ACTIVITY: Using the records that appear below, write out exactly the lines from the one with "Target: grassy spit" through the one with "Identify the reflection", keeping both end lines.

==== DATASET RECORDS

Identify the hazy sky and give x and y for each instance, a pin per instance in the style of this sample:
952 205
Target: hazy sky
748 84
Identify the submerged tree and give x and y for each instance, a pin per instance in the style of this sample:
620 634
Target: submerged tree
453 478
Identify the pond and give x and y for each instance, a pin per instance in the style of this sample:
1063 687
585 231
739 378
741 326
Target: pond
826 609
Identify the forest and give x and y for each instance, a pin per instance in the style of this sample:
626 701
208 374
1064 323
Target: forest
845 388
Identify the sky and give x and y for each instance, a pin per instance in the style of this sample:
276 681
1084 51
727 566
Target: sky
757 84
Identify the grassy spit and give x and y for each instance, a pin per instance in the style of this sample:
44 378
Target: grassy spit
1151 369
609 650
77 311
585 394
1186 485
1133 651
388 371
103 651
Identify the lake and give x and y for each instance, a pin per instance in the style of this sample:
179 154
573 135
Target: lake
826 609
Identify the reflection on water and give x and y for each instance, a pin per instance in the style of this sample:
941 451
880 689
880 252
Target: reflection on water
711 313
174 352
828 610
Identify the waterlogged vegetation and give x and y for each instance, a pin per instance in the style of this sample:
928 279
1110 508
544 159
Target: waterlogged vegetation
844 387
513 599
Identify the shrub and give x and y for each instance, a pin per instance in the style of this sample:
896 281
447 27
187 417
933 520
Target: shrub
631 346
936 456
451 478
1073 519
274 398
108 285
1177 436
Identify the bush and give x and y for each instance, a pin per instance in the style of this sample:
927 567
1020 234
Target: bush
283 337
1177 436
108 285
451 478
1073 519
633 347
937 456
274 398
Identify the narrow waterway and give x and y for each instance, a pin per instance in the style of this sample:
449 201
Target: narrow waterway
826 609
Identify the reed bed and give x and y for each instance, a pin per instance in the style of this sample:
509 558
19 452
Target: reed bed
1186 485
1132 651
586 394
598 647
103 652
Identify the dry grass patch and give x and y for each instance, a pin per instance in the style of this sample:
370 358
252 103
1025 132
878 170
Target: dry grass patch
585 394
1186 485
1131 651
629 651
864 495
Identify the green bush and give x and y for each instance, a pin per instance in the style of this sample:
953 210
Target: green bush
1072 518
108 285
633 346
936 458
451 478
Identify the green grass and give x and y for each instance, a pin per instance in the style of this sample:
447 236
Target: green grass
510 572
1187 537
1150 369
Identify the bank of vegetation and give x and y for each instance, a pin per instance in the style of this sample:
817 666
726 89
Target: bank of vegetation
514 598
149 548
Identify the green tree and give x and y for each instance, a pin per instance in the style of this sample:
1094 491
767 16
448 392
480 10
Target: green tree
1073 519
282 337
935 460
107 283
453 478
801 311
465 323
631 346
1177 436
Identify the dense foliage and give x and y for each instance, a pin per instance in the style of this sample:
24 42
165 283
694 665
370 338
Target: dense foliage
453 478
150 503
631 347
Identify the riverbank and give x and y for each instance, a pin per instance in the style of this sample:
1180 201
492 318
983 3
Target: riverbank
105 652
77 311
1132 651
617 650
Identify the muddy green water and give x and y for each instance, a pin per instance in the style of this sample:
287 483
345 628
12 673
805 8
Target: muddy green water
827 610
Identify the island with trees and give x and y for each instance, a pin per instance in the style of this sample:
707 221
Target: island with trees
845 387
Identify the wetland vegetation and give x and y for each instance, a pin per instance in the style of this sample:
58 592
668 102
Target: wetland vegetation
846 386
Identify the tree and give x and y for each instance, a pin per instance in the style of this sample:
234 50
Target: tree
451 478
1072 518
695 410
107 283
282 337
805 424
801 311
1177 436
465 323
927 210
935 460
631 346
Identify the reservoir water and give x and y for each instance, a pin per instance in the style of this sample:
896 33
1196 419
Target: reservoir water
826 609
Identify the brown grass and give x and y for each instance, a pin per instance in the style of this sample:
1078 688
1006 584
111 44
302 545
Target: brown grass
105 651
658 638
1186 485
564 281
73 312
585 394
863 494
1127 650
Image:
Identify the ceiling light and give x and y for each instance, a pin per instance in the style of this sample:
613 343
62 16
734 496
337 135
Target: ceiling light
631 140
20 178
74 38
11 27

========
==== DATASET RECORDS

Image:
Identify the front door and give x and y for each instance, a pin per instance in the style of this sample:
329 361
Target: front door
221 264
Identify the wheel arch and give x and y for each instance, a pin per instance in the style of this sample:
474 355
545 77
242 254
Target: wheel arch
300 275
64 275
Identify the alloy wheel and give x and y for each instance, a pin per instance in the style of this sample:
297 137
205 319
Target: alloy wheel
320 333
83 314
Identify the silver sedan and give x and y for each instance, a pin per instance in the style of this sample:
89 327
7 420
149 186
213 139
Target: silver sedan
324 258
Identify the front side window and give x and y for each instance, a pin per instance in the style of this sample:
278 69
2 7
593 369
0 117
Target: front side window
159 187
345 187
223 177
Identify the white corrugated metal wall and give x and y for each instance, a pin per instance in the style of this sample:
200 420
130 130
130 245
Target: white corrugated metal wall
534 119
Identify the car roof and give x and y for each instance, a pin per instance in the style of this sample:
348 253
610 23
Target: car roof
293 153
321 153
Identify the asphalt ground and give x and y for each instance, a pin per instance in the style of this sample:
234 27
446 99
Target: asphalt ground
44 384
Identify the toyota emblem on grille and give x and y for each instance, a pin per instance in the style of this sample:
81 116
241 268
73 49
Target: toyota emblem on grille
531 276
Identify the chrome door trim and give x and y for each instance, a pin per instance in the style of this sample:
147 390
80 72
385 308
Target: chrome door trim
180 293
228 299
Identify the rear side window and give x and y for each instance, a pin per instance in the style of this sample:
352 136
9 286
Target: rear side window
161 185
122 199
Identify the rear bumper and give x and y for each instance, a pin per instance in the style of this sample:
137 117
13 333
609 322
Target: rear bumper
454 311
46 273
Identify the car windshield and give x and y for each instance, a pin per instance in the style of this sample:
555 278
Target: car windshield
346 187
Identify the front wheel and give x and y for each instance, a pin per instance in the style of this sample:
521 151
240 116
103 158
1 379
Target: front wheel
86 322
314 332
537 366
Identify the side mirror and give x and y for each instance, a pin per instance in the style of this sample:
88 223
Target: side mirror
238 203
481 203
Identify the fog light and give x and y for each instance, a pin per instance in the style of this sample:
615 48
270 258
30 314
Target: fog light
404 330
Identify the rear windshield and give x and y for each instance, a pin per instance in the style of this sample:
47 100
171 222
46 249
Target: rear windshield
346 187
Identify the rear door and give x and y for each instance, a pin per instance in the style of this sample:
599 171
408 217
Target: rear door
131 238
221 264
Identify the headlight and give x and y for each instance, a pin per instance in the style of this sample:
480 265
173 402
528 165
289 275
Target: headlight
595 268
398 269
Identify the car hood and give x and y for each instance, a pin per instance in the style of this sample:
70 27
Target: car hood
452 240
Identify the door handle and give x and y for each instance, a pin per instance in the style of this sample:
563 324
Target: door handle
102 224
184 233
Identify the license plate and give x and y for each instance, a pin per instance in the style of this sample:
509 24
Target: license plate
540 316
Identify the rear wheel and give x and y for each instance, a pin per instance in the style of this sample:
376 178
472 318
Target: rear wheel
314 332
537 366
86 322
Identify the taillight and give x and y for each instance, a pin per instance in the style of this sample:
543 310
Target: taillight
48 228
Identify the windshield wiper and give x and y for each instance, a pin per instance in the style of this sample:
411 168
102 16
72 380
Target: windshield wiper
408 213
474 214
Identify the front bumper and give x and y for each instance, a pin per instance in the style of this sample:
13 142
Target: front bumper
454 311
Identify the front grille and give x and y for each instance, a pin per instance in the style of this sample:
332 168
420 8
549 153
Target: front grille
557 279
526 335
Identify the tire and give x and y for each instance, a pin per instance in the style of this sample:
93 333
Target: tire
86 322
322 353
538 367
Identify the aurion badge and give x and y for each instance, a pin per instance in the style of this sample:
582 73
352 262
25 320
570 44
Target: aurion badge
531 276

========

FINAL ANSWER:
Target: grassy spit
1151 369
609 650
77 311
585 394
1186 485
1133 651
388 371
103 651
Identify the lake and give x and y for each instance, a pin per instance in the style of this sample:
179 154
573 135
Target: lake
826 609
Identify the reflection on water and give x and y for each instance, a pin per instance in the style of this sample:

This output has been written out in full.